─── Provided entries ───
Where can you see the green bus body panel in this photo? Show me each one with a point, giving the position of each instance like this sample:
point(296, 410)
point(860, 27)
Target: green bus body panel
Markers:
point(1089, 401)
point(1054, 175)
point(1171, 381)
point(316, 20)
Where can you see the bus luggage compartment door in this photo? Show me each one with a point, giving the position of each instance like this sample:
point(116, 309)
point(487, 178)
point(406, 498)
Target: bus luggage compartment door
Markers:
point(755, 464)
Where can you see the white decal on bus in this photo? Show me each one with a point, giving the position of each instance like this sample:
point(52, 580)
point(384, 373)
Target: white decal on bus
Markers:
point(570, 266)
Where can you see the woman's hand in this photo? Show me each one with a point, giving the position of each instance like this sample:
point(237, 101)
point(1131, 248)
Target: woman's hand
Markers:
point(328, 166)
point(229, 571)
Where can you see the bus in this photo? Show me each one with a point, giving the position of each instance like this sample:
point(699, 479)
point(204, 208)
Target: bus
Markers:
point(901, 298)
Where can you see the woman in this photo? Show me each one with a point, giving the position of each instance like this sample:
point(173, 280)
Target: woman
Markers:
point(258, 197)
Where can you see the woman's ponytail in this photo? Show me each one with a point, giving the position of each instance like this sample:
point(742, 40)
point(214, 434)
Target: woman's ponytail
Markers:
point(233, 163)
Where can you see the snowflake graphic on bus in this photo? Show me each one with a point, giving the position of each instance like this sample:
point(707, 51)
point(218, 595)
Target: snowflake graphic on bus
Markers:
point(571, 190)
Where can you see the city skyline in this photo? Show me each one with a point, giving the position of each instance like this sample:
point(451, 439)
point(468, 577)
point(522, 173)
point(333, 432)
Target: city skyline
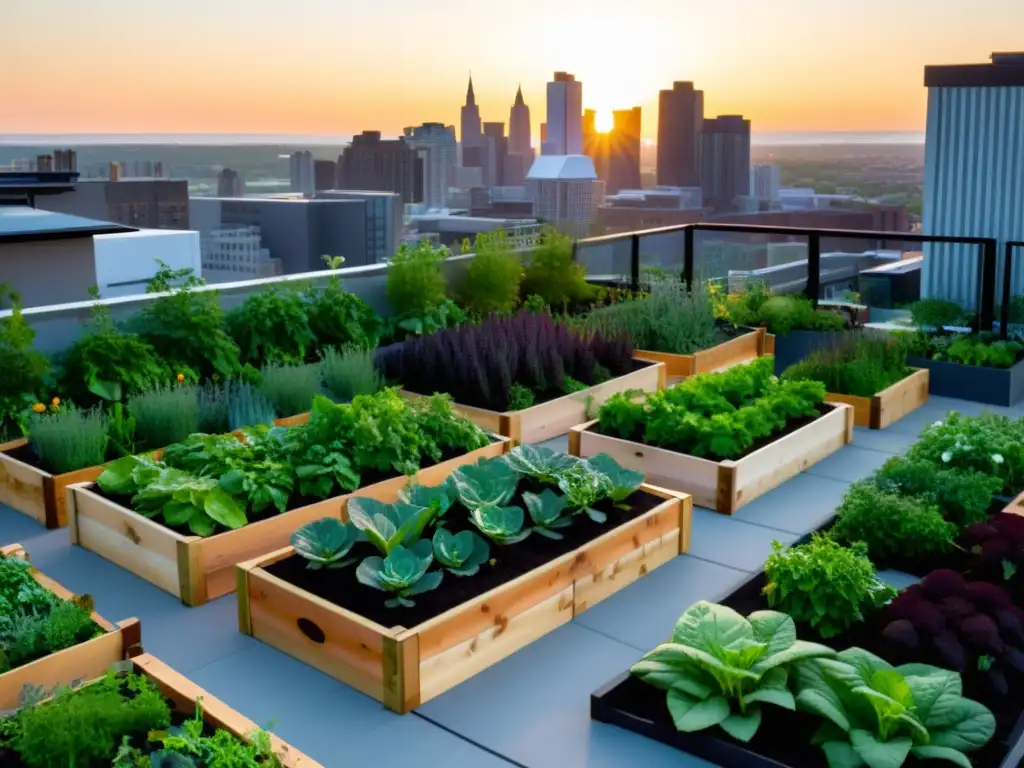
───
Do this: Reproduce the material starting at the line that contains "Where can you see the bus luggage" and ending at the line that contains "point(755, 464)", both included. Scale each point coordinate in the answers by 1.15 and round to whole numbers, with halves rounding up, but leave every number in the requests and their format samples unchanged.

The result:
Where can you see the bus luggage compartment door in this photo? Show me each one with a point, giving the position of each instance like this sample:
point(116, 309)
point(487, 178)
point(406, 498)
Target: bus luggage compartment door
Markers:
point(868, 534)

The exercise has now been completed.